--- Entries provided ---
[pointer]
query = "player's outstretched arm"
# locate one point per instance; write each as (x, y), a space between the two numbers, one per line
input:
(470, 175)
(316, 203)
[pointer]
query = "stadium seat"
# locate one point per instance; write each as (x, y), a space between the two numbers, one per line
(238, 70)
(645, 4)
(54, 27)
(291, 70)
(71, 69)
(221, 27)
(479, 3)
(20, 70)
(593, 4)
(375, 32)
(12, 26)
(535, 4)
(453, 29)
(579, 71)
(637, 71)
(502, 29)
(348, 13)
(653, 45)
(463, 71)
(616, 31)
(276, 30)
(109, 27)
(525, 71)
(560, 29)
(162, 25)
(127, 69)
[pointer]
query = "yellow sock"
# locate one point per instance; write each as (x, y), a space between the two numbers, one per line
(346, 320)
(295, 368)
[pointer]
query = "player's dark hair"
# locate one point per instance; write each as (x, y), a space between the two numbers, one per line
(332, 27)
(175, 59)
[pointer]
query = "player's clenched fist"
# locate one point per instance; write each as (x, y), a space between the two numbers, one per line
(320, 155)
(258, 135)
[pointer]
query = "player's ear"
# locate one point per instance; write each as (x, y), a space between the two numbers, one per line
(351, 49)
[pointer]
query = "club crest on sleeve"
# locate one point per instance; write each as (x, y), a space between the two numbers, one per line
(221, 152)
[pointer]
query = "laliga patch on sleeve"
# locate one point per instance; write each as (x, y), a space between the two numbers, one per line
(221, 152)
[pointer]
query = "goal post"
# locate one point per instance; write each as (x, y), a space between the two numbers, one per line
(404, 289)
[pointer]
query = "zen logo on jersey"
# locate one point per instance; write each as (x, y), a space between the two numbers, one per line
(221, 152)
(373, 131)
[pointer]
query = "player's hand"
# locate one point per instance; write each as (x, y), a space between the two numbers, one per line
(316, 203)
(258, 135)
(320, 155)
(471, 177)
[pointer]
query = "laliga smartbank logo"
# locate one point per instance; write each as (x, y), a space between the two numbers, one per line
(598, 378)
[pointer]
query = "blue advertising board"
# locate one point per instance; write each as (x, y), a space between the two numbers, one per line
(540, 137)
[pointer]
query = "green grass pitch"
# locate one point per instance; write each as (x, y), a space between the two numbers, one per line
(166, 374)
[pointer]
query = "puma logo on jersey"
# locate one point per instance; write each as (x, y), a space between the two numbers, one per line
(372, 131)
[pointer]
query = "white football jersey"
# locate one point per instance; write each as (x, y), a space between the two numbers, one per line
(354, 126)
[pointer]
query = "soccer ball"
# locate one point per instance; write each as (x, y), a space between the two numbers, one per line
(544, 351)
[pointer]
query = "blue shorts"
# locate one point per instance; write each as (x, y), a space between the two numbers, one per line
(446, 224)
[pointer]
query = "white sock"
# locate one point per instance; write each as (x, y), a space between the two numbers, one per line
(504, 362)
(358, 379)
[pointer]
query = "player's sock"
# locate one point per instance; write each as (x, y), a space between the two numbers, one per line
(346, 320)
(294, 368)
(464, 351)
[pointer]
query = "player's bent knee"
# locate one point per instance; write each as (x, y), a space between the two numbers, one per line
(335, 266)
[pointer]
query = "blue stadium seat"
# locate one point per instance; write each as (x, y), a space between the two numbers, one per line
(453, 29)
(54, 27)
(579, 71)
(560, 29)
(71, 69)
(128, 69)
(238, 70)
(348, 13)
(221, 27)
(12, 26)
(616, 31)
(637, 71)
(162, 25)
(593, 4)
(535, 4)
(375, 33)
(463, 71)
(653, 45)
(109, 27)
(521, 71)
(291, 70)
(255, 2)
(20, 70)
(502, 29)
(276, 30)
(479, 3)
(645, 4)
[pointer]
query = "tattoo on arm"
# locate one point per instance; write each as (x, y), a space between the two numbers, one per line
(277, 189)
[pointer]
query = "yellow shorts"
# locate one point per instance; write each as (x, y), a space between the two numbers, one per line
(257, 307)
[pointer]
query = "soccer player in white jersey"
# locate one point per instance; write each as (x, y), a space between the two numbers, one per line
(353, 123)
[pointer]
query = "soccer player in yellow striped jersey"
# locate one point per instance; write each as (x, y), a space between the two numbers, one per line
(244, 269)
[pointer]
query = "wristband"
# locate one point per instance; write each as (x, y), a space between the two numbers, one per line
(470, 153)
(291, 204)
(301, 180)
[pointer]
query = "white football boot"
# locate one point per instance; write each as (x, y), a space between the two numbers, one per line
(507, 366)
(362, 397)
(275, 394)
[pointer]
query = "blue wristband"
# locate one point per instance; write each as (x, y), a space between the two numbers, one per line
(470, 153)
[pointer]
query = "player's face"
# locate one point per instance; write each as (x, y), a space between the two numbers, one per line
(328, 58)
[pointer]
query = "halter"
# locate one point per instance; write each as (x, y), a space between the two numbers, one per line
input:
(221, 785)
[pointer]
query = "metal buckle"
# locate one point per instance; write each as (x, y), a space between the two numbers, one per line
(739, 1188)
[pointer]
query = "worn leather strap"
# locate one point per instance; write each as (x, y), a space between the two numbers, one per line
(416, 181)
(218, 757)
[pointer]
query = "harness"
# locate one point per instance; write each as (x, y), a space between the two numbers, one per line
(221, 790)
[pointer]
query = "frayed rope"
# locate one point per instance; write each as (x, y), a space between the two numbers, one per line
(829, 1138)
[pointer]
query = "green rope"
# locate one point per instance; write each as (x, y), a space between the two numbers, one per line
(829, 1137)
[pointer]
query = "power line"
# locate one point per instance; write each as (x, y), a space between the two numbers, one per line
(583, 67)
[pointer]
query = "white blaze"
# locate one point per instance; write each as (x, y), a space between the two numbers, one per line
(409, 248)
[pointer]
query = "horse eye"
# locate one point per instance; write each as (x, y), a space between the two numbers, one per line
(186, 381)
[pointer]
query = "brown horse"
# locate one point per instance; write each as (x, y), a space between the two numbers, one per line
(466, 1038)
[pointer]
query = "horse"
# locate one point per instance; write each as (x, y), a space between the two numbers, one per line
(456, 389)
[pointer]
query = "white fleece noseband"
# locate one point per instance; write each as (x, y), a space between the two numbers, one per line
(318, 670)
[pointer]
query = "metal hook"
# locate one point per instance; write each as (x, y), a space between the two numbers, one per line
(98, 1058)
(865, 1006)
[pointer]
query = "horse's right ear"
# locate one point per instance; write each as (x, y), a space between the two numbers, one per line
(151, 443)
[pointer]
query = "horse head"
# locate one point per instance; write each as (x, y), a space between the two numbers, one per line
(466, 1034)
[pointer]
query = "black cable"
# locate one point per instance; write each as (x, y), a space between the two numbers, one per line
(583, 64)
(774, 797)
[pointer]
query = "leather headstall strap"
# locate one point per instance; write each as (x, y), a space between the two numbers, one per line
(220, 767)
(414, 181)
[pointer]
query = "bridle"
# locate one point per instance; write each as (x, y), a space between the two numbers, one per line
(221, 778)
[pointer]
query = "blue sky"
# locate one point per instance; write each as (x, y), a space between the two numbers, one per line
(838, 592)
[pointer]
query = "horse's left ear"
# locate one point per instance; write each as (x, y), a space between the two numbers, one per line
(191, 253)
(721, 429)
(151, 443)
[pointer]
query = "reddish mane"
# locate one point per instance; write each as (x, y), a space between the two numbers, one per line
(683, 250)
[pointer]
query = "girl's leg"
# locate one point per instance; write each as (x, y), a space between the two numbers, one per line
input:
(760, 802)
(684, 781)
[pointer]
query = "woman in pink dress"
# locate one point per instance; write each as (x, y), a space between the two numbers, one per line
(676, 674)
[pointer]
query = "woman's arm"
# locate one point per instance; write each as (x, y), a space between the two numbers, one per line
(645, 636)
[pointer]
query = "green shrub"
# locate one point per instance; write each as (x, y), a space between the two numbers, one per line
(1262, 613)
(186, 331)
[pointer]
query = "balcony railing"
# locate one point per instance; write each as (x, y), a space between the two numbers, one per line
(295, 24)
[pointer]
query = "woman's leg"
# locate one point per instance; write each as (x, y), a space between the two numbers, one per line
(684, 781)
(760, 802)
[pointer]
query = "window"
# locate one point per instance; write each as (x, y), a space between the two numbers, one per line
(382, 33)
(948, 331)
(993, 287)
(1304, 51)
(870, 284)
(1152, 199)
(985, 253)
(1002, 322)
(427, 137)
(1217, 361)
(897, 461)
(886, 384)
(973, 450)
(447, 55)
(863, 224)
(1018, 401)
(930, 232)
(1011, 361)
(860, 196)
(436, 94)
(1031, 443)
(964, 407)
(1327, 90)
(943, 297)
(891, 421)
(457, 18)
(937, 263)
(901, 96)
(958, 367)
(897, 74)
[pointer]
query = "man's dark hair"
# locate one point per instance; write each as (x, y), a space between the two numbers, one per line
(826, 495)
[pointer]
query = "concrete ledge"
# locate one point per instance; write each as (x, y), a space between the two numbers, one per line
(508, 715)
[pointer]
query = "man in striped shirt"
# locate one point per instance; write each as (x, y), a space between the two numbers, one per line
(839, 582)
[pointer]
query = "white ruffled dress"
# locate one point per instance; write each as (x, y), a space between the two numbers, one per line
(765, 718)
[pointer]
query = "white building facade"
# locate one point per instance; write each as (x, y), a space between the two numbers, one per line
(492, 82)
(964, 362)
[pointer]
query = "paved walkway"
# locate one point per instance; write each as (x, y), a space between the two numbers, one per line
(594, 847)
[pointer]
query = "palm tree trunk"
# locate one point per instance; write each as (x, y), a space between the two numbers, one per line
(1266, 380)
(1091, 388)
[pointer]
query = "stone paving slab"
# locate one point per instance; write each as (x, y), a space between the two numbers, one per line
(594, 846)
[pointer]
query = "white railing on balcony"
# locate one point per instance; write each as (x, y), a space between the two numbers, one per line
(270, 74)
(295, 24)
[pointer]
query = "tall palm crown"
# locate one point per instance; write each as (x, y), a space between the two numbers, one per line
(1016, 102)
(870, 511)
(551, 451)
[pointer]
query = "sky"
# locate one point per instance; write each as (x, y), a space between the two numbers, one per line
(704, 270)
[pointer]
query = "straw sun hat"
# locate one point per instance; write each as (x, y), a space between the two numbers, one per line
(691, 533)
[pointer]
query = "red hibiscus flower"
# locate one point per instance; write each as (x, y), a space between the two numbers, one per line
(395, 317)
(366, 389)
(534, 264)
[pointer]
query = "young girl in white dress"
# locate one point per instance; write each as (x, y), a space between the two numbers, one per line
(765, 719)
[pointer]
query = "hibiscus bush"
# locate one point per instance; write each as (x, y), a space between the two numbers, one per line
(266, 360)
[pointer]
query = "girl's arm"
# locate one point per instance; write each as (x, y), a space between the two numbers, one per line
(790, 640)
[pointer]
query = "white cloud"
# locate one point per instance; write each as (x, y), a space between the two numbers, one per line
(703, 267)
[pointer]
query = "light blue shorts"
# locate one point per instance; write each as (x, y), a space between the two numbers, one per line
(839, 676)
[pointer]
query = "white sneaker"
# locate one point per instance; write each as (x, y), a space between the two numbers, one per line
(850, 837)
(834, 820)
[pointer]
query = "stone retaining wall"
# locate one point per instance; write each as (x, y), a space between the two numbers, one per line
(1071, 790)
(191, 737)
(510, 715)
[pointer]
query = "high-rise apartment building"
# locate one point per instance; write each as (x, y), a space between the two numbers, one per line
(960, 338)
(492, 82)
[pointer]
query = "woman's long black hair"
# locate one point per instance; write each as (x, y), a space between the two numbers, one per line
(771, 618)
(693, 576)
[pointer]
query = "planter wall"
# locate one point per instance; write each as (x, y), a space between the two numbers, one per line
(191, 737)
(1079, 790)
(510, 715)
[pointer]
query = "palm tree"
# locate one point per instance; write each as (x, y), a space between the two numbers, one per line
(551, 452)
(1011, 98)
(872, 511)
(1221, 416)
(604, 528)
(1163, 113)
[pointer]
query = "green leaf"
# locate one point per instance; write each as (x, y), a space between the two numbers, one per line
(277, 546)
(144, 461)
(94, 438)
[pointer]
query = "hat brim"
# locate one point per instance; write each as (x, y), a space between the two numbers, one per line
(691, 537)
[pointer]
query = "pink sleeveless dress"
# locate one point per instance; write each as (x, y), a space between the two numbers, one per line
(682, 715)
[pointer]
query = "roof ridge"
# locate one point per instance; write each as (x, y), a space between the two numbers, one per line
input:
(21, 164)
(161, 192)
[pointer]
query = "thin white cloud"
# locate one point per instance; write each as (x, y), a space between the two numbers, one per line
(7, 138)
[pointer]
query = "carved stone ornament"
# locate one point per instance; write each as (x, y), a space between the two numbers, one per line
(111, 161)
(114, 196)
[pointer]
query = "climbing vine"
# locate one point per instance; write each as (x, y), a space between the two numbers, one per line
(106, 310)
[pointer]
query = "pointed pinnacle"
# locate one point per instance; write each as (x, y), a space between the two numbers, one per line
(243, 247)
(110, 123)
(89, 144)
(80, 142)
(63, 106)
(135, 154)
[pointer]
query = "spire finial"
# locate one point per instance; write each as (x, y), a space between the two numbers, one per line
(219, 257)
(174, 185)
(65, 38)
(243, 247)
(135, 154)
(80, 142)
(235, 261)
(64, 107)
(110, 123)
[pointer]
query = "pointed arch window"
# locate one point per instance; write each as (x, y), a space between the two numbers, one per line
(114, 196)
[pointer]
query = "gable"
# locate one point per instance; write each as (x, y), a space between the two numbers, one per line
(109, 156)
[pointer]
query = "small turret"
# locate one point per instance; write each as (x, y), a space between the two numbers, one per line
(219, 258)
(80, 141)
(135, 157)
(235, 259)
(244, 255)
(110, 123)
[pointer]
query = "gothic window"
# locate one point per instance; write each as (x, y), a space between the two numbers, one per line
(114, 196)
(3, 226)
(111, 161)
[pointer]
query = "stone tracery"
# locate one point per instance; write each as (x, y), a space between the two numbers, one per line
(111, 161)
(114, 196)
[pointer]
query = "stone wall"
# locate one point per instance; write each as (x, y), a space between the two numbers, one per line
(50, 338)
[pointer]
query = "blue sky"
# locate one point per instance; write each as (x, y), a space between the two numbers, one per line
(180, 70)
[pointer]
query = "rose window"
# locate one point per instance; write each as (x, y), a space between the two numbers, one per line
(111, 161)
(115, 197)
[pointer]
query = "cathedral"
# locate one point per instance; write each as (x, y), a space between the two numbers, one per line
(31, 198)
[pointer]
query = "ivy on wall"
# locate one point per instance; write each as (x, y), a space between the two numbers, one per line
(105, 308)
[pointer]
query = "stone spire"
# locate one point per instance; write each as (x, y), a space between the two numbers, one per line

--- About this exercise ---
The answer must be every line of the data that contains the word "cloud".

--- Result ---
query = "white cloud"
query = "thin white cloud"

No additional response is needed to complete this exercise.